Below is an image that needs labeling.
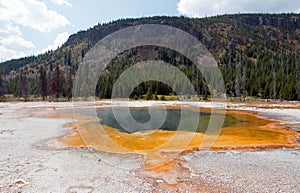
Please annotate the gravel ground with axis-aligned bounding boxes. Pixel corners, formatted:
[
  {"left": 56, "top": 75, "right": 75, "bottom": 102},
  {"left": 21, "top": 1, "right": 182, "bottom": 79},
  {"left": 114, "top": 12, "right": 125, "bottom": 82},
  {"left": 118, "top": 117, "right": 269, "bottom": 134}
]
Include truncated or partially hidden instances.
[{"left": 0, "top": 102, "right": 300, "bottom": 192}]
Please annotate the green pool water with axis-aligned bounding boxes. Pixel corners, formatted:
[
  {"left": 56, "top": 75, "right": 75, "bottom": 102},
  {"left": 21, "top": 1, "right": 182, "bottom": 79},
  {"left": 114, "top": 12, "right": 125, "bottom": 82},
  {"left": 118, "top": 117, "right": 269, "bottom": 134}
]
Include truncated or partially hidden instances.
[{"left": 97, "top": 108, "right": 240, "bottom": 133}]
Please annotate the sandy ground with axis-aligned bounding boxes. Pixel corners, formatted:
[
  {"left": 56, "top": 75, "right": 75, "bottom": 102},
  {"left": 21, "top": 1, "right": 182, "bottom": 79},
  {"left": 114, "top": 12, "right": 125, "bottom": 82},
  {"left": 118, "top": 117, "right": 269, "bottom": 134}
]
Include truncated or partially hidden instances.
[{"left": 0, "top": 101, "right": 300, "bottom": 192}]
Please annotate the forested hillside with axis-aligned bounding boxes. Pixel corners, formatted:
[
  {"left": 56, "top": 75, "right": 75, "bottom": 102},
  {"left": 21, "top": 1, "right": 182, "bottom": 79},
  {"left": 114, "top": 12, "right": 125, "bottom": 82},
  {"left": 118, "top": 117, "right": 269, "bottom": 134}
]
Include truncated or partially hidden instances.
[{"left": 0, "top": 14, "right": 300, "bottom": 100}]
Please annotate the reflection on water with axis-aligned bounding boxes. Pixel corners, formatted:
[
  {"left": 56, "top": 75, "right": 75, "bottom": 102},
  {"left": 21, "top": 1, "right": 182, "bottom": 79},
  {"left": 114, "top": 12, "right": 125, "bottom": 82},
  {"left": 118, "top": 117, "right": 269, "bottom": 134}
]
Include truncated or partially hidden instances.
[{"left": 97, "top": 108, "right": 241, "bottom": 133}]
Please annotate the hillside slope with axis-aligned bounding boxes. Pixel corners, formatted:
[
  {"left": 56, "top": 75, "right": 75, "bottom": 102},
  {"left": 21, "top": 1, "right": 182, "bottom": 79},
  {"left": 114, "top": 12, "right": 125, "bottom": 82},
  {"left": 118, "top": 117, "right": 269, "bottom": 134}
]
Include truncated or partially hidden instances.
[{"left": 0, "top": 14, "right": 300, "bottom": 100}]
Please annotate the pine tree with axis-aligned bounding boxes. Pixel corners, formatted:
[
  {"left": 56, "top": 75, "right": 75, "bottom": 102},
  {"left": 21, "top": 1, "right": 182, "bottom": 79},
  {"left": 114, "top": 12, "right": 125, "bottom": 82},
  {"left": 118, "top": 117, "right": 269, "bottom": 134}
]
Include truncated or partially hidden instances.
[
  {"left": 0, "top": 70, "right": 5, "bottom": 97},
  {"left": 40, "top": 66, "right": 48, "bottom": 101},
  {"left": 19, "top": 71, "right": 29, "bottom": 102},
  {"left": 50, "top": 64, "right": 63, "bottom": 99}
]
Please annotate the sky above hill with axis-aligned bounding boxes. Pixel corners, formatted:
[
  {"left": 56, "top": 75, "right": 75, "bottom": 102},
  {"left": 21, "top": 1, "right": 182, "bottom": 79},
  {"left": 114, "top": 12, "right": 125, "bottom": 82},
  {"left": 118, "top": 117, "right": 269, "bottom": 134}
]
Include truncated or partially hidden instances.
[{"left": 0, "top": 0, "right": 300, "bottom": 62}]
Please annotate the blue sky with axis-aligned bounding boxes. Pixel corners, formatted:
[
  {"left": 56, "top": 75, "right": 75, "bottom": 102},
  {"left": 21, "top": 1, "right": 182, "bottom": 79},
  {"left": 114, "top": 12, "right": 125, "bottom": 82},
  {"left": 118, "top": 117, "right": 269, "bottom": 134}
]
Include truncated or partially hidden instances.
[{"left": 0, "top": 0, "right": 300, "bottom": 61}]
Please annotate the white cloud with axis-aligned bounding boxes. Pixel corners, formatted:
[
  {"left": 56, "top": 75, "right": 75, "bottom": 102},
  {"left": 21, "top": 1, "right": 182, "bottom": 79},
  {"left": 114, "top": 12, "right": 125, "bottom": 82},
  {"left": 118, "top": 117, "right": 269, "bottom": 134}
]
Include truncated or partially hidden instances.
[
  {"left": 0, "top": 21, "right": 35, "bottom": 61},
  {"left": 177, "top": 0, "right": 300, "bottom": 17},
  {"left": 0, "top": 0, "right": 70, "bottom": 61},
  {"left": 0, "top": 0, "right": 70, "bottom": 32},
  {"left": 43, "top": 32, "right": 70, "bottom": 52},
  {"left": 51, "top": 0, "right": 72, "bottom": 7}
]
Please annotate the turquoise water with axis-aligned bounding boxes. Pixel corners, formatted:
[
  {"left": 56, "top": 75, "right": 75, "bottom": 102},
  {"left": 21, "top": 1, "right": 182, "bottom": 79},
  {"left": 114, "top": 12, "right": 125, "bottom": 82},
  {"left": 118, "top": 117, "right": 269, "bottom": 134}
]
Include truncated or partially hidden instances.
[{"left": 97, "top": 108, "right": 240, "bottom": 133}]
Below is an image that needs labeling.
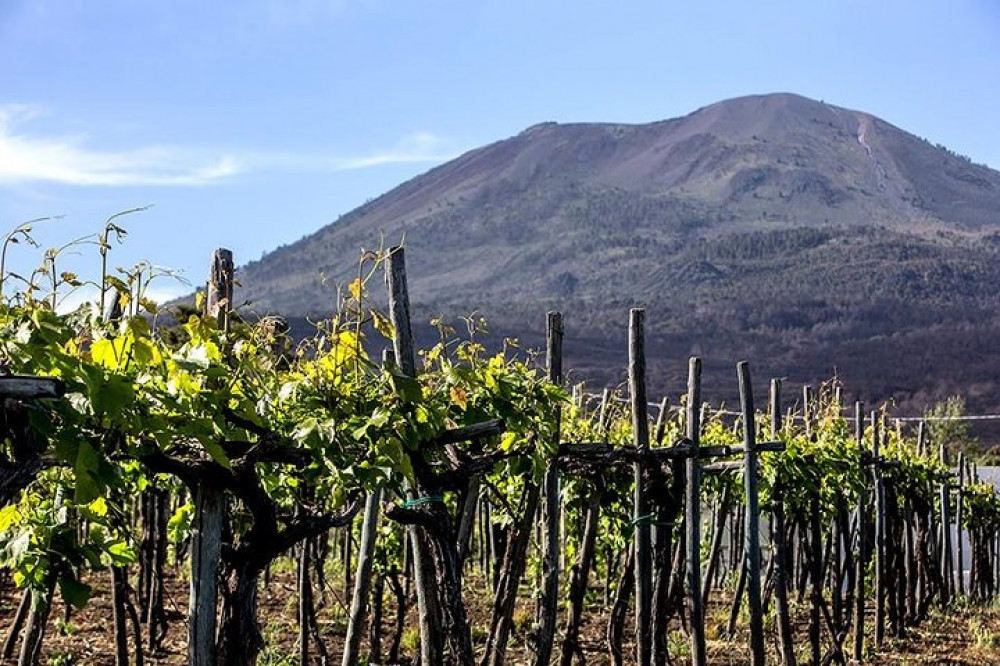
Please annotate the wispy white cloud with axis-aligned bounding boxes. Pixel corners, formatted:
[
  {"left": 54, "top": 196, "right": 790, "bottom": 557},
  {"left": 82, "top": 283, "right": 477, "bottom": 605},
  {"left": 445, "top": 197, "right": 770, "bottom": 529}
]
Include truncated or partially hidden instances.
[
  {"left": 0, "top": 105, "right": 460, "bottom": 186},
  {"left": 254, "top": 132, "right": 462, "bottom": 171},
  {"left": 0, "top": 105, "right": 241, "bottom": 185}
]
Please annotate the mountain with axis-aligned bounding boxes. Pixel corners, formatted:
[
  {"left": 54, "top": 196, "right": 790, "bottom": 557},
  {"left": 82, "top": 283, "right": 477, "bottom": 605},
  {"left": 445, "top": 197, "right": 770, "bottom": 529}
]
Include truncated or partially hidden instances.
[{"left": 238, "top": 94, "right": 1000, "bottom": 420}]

- What the task requires
Copy every line of the material above that contains the string "cloud", matching case exactly.

- The solution
Please annotate the white cloud with axis-aligned bounding boxes. Pixel corners, formatted:
Please annotate the wispy white cloud with axis-aligned bounding boxes. Pixel corners, formatted:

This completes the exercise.